- [What is needed]
All of the records should be reproduced word for word, but no images may appear in the copy.
[[ Data excerpts, beginning ]]
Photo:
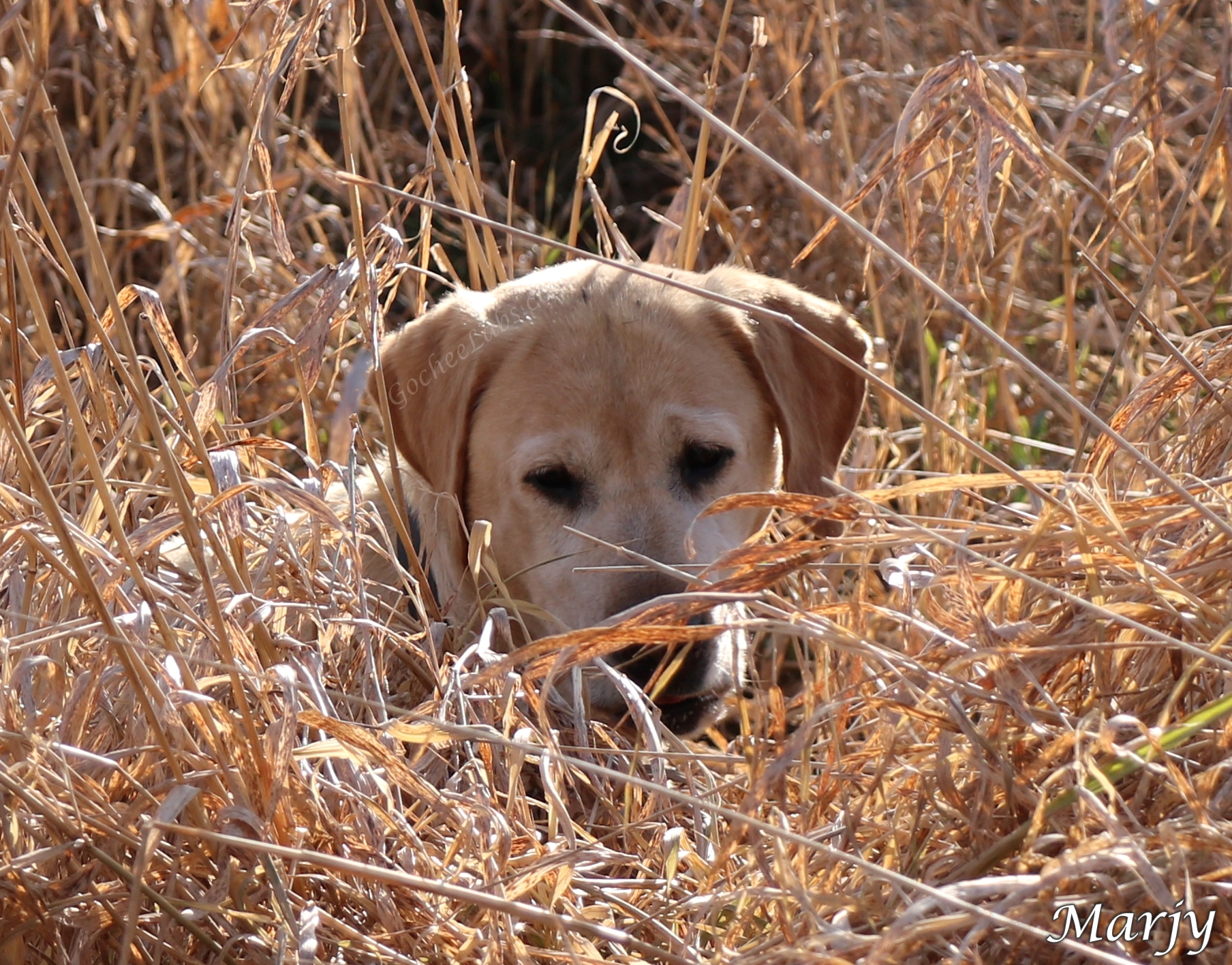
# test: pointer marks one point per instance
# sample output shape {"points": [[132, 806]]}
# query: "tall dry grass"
{"points": [[1002, 690]]}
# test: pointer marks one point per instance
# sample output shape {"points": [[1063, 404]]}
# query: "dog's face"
{"points": [[617, 407]]}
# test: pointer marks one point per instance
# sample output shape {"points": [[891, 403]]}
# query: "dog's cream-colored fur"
{"points": [[589, 397]]}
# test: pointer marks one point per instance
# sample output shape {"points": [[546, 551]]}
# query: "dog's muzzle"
{"points": [[690, 683]]}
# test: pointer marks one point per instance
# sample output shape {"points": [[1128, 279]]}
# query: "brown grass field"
{"points": [[1004, 690]]}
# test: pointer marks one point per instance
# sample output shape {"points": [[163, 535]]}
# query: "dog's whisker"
{"points": [[649, 562]]}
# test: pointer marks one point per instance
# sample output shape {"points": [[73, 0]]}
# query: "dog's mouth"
{"points": [[689, 683]]}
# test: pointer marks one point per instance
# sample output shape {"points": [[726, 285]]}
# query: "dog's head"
{"points": [[605, 402]]}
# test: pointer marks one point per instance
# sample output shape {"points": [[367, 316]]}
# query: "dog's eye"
{"points": [[703, 463], [557, 485]]}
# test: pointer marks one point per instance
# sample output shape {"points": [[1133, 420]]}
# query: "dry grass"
{"points": [[1003, 689]]}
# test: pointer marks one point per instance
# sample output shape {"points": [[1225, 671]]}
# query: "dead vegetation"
{"points": [[1004, 689]]}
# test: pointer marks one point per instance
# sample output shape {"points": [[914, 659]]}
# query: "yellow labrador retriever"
{"points": [[587, 397]]}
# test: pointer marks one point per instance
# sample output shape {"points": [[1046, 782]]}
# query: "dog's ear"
{"points": [[431, 370], [817, 399]]}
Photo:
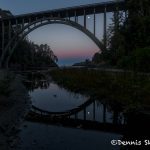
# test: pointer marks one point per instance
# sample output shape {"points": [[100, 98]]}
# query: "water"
{"points": [[68, 133], [56, 99]]}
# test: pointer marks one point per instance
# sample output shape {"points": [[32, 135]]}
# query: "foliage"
{"points": [[29, 54]]}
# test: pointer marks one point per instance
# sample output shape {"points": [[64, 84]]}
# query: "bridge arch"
{"points": [[24, 31]]}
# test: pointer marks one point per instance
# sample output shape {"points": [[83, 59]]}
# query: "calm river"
{"points": [[80, 128]]}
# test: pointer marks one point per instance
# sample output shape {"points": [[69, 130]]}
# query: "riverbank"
{"points": [[128, 89], [14, 101]]}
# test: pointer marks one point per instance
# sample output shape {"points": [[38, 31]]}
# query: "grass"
{"points": [[127, 88]]}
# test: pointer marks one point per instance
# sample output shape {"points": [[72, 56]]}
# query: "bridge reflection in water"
{"points": [[91, 114], [80, 117]]}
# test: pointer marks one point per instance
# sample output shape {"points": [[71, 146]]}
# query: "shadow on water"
{"points": [[85, 113]]}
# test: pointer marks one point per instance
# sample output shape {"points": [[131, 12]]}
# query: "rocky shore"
{"points": [[13, 107]]}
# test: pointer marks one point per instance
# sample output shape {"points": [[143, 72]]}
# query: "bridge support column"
{"points": [[104, 113], [94, 111], [105, 28], [94, 22], [84, 19], [3, 36], [2, 42], [84, 113]]}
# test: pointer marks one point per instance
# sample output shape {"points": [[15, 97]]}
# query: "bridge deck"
{"points": [[99, 8]]}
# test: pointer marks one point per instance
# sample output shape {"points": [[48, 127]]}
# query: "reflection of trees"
{"points": [[35, 81], [115, 109]]}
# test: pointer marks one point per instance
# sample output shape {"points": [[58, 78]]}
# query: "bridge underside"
{"points": [[15, 28]]}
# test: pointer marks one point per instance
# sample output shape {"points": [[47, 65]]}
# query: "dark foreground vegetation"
{"points": [[126, 88]]}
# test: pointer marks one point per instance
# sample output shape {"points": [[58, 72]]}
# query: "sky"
{"points": [[68, 44]]}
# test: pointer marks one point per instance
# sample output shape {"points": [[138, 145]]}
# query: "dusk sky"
{"points": [[69, 44]]}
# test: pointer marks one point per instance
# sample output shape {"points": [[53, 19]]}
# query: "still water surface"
{"points": [[54, 98]]}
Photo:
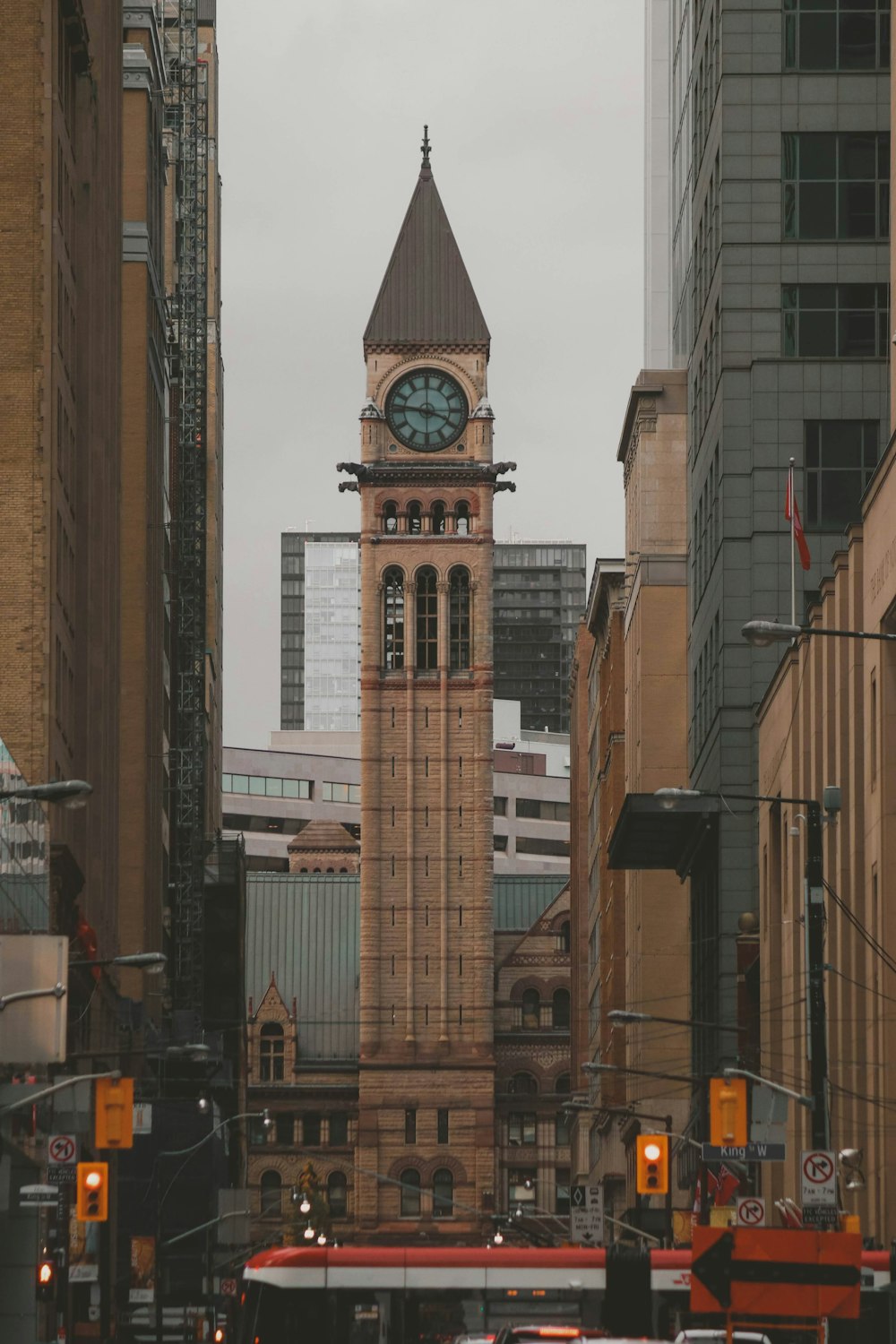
[[ Data excerpts, end ]]
- [Your response]
Photo:
# test: pointer marks one point per instance
# sample output shape {"points": [[132, 806]]}
# query: "tall dry grass"
{"points": [[1002, 690]]}
# test: pointer marks one point per instance
# sample output shape {"points": [[1063, 404]]}
# query: "dog's face"
{"points": [[617, 407]]}
# test: pointer marks one point per instance
# sample output shape {"points": [[891, 403]]}
# query: "dog's cream-colored fur"
{"points": [[589, 397]]}
# test: pointer marks one point per instance
# sample output shape {"points": [[546, 551]]}
# query: "dog's muzzle"
{"points": [[690, 683]]}
# test: pointer marks one point per instance
# sample output shape {"points": [[1128, 279]]}
# query: "brown grass field"
{"points": [[1004, 690]]}
# test: pointer marks one point per instance
# sample output shape {"points": [[163, 535]]}
# query: "dog's whisker"
{"points": [[649, 562]]}
# test: pointer marks one point per instance
# sample output shape {"points": [[73, 0]]}
# query: "dog's mouth"
{"points": [[689, 683]]}
# test: pointer marks one point per instance
# sample output shape {"points": [[726, 285]]}
# query: "dog's head"
{"points": [[605, 402]]}
# test: pointer marks one point per instance
# sample output shape {"points": [[367, 316]]}
# query: "dog's eye"
{"points": [[703, 463], [557, 485]]}
# test: pointer marks one point per instance
# sample output shape {"points": [[1133, 420]]}
# query: "dry grass"
{"points": [[1003, 689]]}
# test: pointer marks one point per instance
# sample output shape {"points": [[1225, 671]]}
# query: "dead vegetation"
{"points": [[1004, 689]]}
# test: pointer marks one point per instance
# sample output shape {"points": [[914, 659]]}
# query: "yellow labrador retriever"
{"points": [[587, 397]]}
# test: pointer marks one point per instance
# sample output shape {"points": [[1046, 782]]}
# query: "dog's ear"
{"points": [[431, 370], [817, 399]]}
Photo:
# test: pointer marks one point per instance
# sample output shape {"points": [[100, 98]]}
# query: "water"
{"points": [[68, 133], [56, 99]]}
# test: pointer marks one point per instance
# sample output shape {"points": [[32, 135]]}
# query: "foliage"
{"points": [[29, 54]]}
# test: pointer marks one point per instance
# sample output shape {"points": [[64, 84]]}
# query: "bridge arch"
{"points": [[24, 31]]}
# test: pointer marks one point per instance
# sample output shape {"points": [[83, 59]]}
# query: "calm river"
{"points": [[80, 128]]}
# test: pointer marks one point per instance
# sample output shape {"points": [[69, 130]]}
# query: "riverbank"
{"points": [[128, 89], [14, 101]]}
# test: pointer marks one point per instance
# sample output shape {"points": [[38, 31]]}
# query: "grass"
{"points": [[127, 88]]}
# test: pointer marks one point per instance
# sample output shape {"points": [[72, 56]]}
# query: "bridge reflection in water"
{"points": [[91, 114], [80, 117]]}
# test: pointer marks one point per instance
# sample output shape {"points": [[71, 146]]}
# query: "shadow on water"
{"points": [[85, 113]]}
# test: pointer marks one point per instance
# sample output shape {"points": [[131, 12]]}
# query: "rocky shore"
{"points": [[13, 107]]}
# test: pointer marks one point per instance
# sample output shape {"points": [[143, 72]]}
# query: "bridge support column"
{"points": [[104, 113], [94, 111], [105, 28], [94, 22], [84, 19], [3, 36], [2, 42], [84, 113]]}
# test: pointer marks one point per instance
# sample output shape {"points": [[15, 97]]}
# query: "bridge deck"
{"points": [[99, 8]]}
# test: pointer marks one point per instance
# sample output shape {"points": [[48, 127]]}
# query: "reflection of trees"
{"points": [[35, 81], [115, 109]]}
# test: pointer marks one point per instance
# sample output shape {"points": [[58, 78]]}
# query: "bridge underside"
{"points": [[15, 28]]}
# test: pointer marks one point per instance
# sample output shape {"points": [[47, 65]]}
# query: "dark foreground vegetation"
{"points": [[126, 88]]}
# test: pointer marks one point per instance
# sample output shape {"points": [[58, 72]]}
# query: "sky"
{"points": [[68, 44]]}
# test: pointer marks one point per instance
# sample output shape {"points": [[138, 145]]}
# query: "dusk sky"
{"points": [[69, 44]]}
# test: pointer marks one point per instance
# sample output shape {"points": [[53, 19]]}
# query: "still water surface"
{"points": [[54, 98]]}
Photo:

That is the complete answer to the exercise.